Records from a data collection
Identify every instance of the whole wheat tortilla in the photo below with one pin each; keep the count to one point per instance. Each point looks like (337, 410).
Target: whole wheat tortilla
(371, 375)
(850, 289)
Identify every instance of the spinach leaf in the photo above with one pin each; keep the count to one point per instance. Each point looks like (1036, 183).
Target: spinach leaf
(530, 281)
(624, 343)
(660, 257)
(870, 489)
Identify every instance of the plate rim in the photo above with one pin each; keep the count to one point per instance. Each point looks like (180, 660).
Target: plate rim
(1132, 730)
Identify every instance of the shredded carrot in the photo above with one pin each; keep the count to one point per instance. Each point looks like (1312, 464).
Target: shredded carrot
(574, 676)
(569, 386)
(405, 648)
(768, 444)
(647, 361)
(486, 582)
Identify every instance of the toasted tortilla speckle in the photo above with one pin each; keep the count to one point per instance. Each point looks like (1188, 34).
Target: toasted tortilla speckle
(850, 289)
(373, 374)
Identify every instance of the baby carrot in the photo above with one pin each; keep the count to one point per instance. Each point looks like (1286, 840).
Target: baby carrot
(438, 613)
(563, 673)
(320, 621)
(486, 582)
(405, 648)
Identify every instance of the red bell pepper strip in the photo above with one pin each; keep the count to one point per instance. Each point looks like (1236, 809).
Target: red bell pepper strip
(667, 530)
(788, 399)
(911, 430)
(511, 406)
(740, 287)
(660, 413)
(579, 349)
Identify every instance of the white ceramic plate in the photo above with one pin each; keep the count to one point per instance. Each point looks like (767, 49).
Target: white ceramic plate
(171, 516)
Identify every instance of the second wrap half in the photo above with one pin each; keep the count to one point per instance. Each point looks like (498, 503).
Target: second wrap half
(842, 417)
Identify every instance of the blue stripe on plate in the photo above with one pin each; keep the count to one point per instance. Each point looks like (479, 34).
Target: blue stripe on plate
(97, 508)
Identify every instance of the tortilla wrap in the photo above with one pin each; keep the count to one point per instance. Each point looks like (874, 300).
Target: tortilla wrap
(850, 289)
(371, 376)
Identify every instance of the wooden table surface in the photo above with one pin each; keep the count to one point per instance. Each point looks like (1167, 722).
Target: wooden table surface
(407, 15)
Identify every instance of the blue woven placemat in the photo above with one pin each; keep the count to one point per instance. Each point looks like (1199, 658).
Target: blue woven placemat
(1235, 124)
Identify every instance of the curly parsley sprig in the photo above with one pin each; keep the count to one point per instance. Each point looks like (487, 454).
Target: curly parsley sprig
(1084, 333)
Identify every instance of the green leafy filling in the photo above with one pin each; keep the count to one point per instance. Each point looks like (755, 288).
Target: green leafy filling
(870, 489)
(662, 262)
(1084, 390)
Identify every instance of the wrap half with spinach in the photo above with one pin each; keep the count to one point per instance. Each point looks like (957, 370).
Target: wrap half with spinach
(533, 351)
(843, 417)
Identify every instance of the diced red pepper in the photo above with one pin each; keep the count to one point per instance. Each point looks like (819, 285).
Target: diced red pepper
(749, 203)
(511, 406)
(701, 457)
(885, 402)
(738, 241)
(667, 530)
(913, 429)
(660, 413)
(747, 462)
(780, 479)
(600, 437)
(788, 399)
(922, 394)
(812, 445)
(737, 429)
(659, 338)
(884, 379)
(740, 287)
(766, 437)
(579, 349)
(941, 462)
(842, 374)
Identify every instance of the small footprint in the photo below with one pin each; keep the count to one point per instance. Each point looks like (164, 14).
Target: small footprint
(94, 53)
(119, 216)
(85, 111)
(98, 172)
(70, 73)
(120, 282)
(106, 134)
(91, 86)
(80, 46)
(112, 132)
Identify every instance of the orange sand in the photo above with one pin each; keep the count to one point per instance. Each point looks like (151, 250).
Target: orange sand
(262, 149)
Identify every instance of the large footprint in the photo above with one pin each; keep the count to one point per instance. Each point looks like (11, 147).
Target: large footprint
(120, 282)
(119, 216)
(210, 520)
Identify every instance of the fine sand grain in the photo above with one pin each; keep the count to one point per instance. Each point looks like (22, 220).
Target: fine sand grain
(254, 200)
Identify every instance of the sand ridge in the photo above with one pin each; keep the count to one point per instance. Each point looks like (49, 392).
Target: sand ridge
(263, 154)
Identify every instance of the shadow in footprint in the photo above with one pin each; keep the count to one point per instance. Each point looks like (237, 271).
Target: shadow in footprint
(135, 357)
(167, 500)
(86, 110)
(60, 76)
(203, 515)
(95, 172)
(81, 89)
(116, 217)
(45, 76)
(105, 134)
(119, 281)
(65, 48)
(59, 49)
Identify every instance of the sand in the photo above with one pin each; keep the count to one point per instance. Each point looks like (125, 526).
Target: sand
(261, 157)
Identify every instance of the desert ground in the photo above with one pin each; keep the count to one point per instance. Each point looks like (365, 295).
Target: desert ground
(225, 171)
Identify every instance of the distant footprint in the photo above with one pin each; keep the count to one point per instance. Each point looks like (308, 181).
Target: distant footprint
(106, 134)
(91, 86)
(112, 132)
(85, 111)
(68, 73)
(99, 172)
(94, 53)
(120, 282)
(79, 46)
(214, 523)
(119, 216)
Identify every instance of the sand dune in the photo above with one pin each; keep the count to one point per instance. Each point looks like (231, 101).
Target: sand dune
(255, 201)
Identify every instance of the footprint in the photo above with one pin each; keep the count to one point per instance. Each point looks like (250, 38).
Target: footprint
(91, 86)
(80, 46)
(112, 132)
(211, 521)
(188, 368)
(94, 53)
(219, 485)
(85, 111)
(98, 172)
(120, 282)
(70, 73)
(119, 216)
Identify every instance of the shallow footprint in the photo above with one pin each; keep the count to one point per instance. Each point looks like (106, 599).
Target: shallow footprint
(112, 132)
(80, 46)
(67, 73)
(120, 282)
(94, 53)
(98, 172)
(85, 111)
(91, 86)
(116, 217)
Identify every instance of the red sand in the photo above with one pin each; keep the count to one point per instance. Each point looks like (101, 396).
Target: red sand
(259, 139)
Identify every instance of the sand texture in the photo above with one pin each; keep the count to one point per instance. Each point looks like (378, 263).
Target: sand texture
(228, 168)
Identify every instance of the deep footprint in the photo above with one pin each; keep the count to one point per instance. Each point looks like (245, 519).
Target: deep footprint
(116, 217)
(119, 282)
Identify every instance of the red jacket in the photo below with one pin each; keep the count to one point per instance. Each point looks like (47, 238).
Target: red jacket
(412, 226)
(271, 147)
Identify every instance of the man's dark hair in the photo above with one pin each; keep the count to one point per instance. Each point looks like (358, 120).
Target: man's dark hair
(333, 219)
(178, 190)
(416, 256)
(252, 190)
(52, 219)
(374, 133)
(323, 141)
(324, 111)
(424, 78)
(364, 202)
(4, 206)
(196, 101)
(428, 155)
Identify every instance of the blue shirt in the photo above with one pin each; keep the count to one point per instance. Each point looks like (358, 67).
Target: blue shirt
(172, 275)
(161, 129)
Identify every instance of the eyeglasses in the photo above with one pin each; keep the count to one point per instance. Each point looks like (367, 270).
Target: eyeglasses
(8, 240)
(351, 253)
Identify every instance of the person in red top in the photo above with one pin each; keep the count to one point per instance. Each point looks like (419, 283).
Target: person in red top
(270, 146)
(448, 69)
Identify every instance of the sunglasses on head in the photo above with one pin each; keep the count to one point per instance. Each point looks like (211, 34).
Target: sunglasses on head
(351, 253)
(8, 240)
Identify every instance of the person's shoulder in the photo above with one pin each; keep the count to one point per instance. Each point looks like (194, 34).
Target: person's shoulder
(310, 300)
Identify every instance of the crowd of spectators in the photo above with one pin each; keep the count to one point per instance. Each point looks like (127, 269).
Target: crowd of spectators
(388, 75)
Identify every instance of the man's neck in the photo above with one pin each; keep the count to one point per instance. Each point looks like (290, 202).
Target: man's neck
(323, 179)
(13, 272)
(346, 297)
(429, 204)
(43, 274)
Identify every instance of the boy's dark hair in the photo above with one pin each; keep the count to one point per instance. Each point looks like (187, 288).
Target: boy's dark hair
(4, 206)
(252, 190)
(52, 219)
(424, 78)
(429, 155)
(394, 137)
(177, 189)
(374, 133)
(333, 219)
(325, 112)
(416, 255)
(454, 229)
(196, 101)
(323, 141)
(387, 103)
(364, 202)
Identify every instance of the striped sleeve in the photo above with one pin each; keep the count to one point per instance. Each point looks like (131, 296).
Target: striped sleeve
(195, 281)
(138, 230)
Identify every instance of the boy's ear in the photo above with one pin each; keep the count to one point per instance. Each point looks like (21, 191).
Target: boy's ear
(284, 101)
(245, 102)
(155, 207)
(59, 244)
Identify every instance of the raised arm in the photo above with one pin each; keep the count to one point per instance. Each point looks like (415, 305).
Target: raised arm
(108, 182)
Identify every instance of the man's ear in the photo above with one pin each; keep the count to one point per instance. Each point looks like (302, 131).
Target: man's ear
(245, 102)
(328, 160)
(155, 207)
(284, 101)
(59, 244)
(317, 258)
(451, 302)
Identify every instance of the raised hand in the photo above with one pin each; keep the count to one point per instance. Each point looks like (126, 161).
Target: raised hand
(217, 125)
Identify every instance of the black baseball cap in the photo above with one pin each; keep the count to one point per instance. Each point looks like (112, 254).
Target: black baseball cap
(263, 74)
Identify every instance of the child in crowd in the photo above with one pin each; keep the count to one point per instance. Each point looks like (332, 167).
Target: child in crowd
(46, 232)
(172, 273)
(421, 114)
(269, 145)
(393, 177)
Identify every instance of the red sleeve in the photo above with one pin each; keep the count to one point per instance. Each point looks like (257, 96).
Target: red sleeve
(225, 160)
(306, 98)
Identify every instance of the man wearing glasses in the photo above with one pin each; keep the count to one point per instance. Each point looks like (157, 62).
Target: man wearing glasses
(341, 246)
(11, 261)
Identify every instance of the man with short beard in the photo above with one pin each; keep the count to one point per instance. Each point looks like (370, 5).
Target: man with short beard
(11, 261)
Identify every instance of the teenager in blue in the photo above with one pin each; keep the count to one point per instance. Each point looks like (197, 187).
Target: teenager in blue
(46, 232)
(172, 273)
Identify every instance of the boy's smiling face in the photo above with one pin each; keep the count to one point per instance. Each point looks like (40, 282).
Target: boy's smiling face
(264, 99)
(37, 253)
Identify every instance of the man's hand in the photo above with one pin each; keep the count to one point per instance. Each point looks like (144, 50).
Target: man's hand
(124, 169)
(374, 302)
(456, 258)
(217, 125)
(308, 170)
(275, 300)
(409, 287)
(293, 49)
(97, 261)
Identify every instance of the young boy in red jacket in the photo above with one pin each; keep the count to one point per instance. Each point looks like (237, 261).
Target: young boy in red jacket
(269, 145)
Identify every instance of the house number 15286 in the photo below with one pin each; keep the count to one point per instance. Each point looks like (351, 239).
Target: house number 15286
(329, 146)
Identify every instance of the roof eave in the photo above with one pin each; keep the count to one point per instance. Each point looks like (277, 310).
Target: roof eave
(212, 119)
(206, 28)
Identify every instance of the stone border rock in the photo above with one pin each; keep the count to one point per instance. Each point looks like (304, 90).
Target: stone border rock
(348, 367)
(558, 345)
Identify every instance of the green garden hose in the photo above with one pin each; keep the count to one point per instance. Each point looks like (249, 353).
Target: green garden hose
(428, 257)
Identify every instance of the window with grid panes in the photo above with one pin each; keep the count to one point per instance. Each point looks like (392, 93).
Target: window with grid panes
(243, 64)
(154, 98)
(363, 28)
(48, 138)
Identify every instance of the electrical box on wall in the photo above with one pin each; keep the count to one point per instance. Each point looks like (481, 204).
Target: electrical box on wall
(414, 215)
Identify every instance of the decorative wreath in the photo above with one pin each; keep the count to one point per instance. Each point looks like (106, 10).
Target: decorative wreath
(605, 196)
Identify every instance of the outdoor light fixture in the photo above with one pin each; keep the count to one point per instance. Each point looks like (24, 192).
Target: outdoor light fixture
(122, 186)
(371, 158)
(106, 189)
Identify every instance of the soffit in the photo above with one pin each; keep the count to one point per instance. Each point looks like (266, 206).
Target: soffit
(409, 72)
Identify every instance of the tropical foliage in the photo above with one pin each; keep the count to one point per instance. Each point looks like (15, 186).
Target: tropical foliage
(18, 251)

Brief ::
Every line of the entries above that includes "below" should be copied.

Exercise result ::
Identify every instance of the whole wheat tortilla in the photo below with one pin each; keep the count to one point per instance. Each point looks like (337, 410).
Identify every instance of the small footprint in the photo below with one pin each; keep the count to one point per instance. Each point looks like (164, 14).
Identify every instance of the red jacket in the photo below with one pin each; keep the count to one point per instance. Each point looks like (47, 238).
Identify every instance of the house number 15286 in the photo below with one pin each; keep the count to one point per instance. Each point looks like (351, 239).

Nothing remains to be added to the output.